_TRY IT_
Leaving out the pictures, transcribe all of the records faithfully.

EXCERPTED RECORDS section start

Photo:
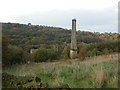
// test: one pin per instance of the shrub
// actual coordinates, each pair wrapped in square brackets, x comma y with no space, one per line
[66,52]
[82,54]
[15,55]
[26,57]
[105,51]
[43,55]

EXCERPTED RECORDS section end

_TASK RESULT_
Photo:
// test: one pin per instance of the shrub
// actual coordinates, each pair wrapped in square brackets, x comma y with no space, one per line
[66,52]
[82,54]
[15,55]
[26,57]
[105,51]
[43,55]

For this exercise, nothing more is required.